## RAW DATA
<<<<

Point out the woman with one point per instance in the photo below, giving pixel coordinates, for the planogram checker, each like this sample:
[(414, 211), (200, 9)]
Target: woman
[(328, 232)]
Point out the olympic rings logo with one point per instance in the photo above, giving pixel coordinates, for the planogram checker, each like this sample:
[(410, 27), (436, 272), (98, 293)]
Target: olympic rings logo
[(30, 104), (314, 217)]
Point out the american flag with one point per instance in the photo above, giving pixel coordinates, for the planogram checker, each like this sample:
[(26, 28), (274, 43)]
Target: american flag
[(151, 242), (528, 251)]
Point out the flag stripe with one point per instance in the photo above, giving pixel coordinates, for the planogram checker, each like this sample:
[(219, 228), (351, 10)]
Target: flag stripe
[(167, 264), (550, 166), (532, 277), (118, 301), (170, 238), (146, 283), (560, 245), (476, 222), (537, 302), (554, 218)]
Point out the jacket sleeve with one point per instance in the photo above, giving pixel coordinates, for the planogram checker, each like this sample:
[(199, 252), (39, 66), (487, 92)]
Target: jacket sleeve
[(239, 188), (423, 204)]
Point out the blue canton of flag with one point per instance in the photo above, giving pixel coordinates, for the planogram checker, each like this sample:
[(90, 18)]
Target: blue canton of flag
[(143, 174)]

>>>>
<<<<

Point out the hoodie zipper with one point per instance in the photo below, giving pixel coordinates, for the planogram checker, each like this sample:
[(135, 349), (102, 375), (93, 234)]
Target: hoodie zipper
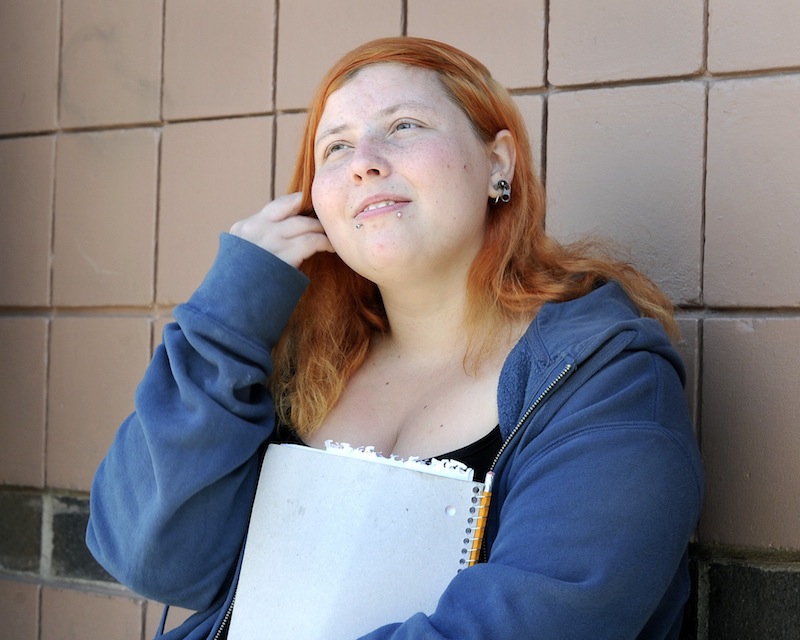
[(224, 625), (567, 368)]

>>>>
<<<<

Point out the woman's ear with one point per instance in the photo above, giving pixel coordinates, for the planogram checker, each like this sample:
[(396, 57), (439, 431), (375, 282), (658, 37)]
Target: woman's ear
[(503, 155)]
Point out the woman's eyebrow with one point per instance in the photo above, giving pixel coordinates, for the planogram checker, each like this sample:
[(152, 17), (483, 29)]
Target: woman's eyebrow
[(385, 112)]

>>>>

## WHAT YOU NEED TO DO
Please report every line among the entries that includes "below".

## EXERCISE RESPONSE
Point out the woman with one point per instance in the photo below, giving pixel coordinates, for the planogram checker, each like this sample:
Point out the hoodie zipper with one point per instance in the photo below, giving pixel coordinates, for the planogram checker, each like this sample:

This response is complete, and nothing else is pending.